Kris Merkel, President &CEO
Today, a variety of system designers working in communication, infrastructure, instrumentation, aerospace, and defense applications are facing complex challenges of the ever-increasing bandwidth demands in a complex and highly congested radio frequency (RF) spectrum. Against this backdrop, Dr. Kris Merkel, President and CEO of S2 Corporation, and the fellow founders of the company have spent the lion’s share of the last fifteen years engaged in the R&D of a unique photonic signal processor and receiver. Realizing that the concept shouldn’t be confined to the physics departments of universities’ laboratories, the company was determined to develop a broad-use RF spectrum analyzer and signal processor for critical, wide instantaneous bandwidth applications, based on the key idea of using a crystal doped with a rare-earth element as the core component.

————

→ **Exercise details**: Continue the profile of S2 Corporation and its photonic RF spectrum analyzer, picking up right after its last sentence.

→ **Records**:
————

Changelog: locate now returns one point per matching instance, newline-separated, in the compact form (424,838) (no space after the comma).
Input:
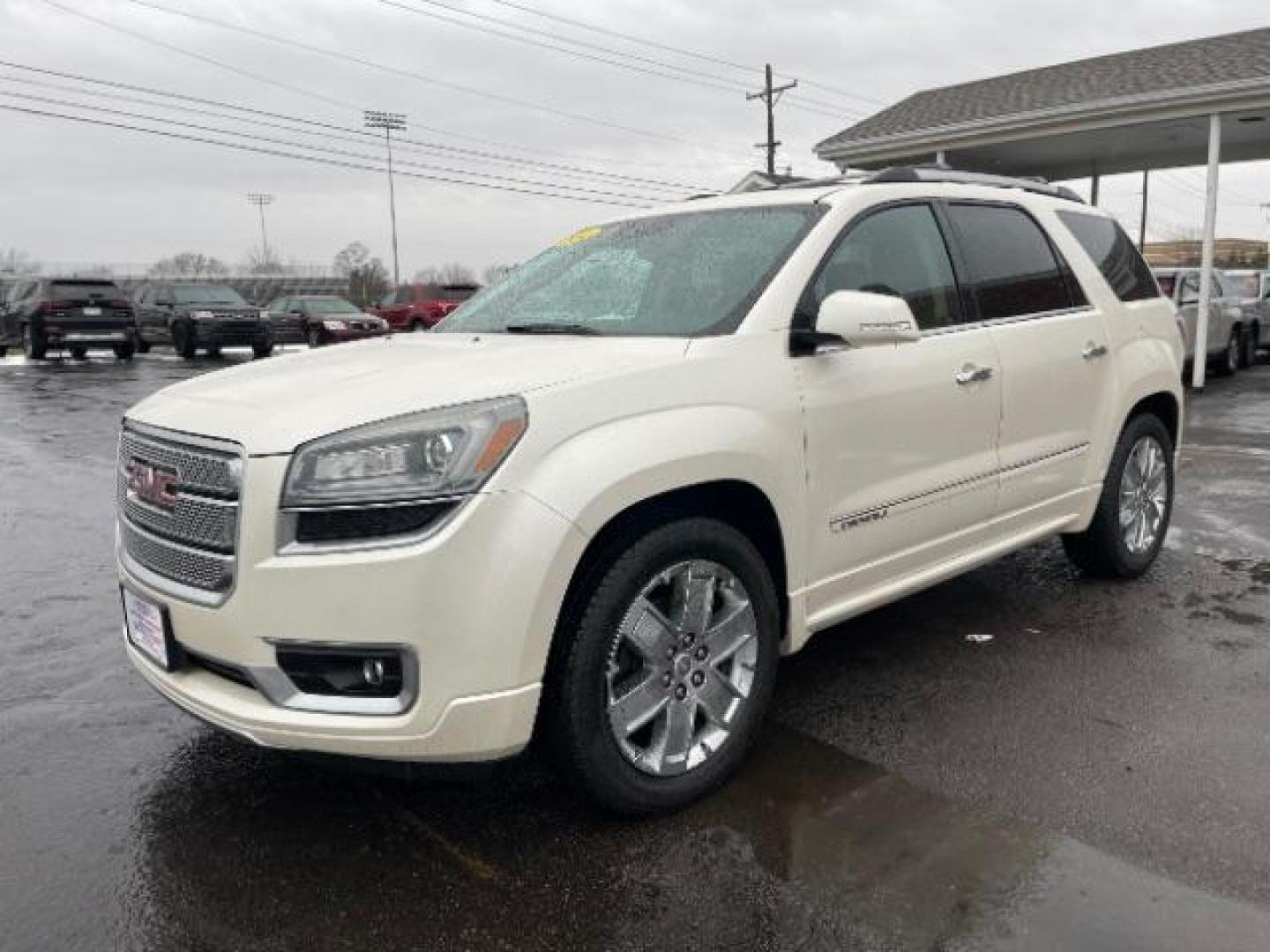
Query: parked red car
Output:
(422,306)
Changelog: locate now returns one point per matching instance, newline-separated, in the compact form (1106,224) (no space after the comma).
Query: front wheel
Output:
(34,344)
(184,340)
(666,666)
(1229,362)
(1137,502)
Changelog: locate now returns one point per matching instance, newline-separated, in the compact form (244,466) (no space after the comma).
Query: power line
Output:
(681,51)
(326,130)
(698,78)
(418,77)
(436,173)
(315,159)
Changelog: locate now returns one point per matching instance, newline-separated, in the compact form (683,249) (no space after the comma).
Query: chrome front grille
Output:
(187,539)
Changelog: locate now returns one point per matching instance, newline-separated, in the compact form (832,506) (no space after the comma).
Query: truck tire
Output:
(663,666)
(184,339)
(1137,502)
(34,344)
(1229,362)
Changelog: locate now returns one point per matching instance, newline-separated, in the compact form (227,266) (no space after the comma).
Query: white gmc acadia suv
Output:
(615,487)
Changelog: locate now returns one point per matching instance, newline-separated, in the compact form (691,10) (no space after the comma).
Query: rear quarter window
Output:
(1114,254)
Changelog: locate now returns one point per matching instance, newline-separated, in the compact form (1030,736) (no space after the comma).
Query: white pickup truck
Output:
(602,501)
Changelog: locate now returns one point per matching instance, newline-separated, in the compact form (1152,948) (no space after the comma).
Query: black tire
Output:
(576,721)
(34,344)
(184,339)
(1229,361)
(1102,550)
(1249,351)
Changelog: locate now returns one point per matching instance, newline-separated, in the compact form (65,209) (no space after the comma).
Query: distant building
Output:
(1227,253)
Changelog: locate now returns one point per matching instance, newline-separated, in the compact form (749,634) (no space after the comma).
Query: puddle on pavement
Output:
(807,847)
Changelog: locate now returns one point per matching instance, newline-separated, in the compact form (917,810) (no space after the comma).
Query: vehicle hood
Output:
(273,405)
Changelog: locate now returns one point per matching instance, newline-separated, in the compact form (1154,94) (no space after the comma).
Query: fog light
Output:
(343,672)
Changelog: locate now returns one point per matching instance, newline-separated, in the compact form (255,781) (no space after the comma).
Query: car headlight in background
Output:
(421,457)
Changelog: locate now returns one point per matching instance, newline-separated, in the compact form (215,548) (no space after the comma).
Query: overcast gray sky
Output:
(84,193)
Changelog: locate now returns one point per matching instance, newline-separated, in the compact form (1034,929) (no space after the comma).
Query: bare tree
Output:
(366,274)
(265,260)
(14,262)
(494,273)
(190,264)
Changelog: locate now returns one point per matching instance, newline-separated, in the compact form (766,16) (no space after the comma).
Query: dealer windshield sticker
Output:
(579,236)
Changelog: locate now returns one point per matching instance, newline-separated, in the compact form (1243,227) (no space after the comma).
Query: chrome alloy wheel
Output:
(1143,495)
(681,668)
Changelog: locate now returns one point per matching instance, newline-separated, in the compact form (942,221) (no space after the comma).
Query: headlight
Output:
(437,453)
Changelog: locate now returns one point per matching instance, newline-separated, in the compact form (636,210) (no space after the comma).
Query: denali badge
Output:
(152,484)
(845,524)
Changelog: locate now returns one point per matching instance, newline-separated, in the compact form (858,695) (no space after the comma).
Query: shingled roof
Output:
(1156,71)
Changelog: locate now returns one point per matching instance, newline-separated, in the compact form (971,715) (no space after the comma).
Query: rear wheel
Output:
(1137,502)
(34,344)
(1229,362)
(184,340)
(667,669)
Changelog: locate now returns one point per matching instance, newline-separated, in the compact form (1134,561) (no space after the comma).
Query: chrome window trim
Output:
(1012,319)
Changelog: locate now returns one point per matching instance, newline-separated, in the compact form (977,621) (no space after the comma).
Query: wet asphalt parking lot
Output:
(1096,776)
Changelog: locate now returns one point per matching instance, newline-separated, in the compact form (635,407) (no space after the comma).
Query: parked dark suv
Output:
(422,306)
(195,317)
(66,314)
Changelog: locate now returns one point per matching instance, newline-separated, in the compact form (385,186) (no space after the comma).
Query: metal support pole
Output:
(1142,228)
(1206,270)
(397,265)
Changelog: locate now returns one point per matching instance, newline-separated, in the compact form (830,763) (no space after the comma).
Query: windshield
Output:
(206,294)
(331,305)
(689,274)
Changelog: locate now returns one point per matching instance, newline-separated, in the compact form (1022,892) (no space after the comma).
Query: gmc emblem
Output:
(152,484)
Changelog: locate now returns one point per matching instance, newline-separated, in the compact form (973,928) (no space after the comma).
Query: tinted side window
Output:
(1011,263)
(897,251)
(1113,251)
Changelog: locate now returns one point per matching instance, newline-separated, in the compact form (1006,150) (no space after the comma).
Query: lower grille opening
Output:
(220,668)
(371,524)
(349,672)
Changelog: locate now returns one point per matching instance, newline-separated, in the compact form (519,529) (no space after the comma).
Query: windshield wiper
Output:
(550,328)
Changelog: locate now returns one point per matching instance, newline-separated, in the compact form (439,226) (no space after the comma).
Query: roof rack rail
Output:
(943,173)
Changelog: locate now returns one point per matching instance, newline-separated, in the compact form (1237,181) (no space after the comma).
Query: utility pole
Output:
(770,95)
(389,122)
(260,199)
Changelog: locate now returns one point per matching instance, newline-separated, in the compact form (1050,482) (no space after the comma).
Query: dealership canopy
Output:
(1201,100)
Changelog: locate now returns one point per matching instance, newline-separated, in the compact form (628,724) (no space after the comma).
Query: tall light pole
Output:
(389,122)
(260,199)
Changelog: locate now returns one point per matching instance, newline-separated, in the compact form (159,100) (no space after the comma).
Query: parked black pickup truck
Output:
(195,317)
(66,314)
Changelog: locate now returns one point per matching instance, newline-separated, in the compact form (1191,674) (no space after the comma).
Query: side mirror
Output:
(863,319)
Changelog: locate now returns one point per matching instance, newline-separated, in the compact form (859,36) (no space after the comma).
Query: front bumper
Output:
(231,333)
(475,603)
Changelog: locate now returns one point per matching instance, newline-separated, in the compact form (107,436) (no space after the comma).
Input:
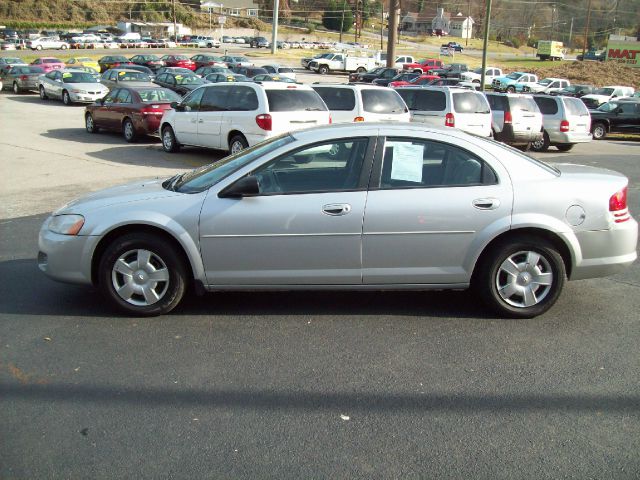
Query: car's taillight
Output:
(264,121)
(449,120)
(618,206)
(507,117)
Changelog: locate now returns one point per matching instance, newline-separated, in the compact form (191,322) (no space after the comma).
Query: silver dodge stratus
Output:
(360,206)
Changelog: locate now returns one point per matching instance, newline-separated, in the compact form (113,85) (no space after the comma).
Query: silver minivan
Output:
(566,121)
(461,108)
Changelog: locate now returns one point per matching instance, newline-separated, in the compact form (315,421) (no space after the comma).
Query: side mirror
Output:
(245,187)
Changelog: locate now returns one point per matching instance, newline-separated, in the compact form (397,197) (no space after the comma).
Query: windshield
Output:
(205,177)
(78,77)
(608,107)
(162,95)
(189,80)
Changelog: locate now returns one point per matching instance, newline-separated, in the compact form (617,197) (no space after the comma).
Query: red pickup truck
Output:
(423,66)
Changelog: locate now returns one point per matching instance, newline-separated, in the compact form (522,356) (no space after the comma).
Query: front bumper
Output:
(619,243)
(65,258)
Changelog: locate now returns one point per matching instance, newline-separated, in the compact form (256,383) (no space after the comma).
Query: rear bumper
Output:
(619,243)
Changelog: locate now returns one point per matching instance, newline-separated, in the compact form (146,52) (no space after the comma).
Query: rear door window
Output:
(294,100)
(382,101)
(547,106)
(470,102)
(427,100)
(339,99)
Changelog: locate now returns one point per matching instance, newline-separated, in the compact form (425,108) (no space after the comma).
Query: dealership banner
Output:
(624,51)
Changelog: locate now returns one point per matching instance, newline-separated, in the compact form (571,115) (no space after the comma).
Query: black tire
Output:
(129,131)
(532,259)
(541,145)
(565,147)
(130,287)
(89,124)
(237,144)
(599,131)
(169,142)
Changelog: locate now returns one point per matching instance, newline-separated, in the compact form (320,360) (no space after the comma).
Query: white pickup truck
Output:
(340,62)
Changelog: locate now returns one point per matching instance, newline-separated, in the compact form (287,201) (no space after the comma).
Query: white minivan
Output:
(362,103)
(235,115)
(465,109)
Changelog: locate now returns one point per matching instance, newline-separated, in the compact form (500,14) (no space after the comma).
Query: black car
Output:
(576,91)
(401,77)
(249,72)
(152,62)
(178,82)
(617,116)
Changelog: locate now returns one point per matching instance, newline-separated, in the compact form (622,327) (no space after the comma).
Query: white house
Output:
(460,26)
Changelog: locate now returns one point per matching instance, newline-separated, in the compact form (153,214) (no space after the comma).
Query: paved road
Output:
(294,385)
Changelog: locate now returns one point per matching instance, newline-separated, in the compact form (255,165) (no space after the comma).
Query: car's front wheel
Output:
(520,277)
(142,274)
(237,144)
(169,142)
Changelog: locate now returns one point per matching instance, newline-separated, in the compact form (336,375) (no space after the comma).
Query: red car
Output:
(134,111)
(421,80)
(48,63)
(423,65)
(180,61)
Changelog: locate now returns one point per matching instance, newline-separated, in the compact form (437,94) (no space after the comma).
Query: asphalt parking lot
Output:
(294,385)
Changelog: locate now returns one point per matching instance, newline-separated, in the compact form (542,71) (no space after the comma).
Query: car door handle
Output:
(486,203)
(336,209)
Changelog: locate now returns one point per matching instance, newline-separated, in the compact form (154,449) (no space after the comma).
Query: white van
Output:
(461,108)
(362,103)
(234,116)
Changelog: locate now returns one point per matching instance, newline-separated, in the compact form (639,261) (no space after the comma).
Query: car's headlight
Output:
(66,224)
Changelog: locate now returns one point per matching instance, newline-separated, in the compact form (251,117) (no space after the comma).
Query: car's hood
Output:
(132,192)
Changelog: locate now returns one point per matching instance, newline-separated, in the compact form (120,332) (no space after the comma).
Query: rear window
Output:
(576,107)
(470,102)
(547,106)
(294,100)
(338,99)
(382,101)
(526,104)
(428,100)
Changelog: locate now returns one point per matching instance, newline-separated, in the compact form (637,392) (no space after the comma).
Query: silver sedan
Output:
(350,207)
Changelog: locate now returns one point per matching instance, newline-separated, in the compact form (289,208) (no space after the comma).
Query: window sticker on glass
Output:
(407,162)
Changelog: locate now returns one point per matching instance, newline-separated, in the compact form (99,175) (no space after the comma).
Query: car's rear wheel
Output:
(90,124)
(142,274)
(599,131)
(520,277)
(129,131)
(169,142)
(237,144)
(541,145)
(565,147)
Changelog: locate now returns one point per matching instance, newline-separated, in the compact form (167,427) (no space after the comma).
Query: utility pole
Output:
(586,30)
(175,28)
(274,31)
(393,32)
(487,19)
(342,21)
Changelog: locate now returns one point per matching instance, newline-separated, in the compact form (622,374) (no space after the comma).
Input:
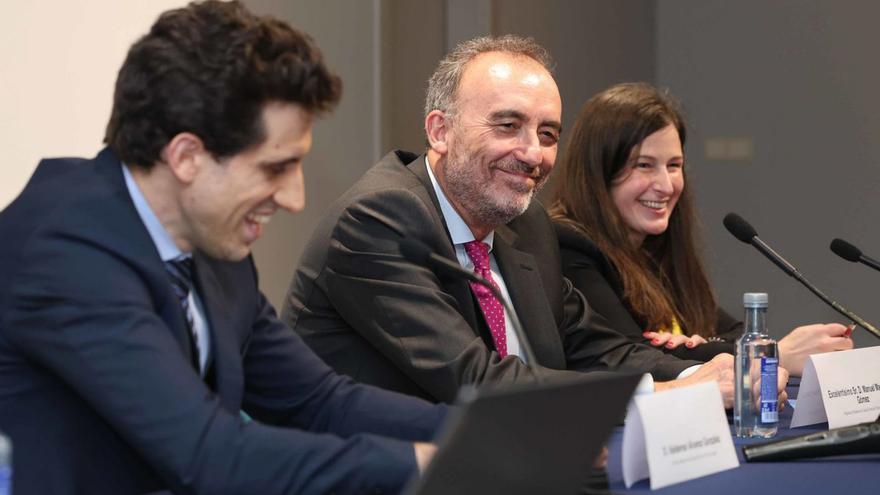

————

→ **Expected answer**:
In doing so, S2 has pushed boundaries of innovation to develop wideband sensing and expanded RF signal processing and monitoring capabilities in dynamic environments. “Our vision was to get the technology out of the lab, with mature components, as well as attain progress through different stages of development to reach a consistent level of efficiency and functionality,” begins Kris. Since its inception, the company has provided revolutionary RF and signal processing solutions using its proprietary photonic spatial-spectral (S2) holographic technology. The system concept is an Extreme Bandwidth Analyzer and Correlator (EBAC), which enables a variety of applications in electronic warfare and signals intelligence, analog signal processing, mining, and continuous RF monitoring, along with offering other groundbreaking capabilities. This enables S2’s Spectrum Analyzer to stand out from today’s conventional electronics and photonics market competition, with its wideband stare and adaptive functionality. Recalling S2’s efforts for developing the EBAC system, Kris says, “As a company, we took on this long-term challenge of changing the paradigm of radio spectrum awareness and signal processing.”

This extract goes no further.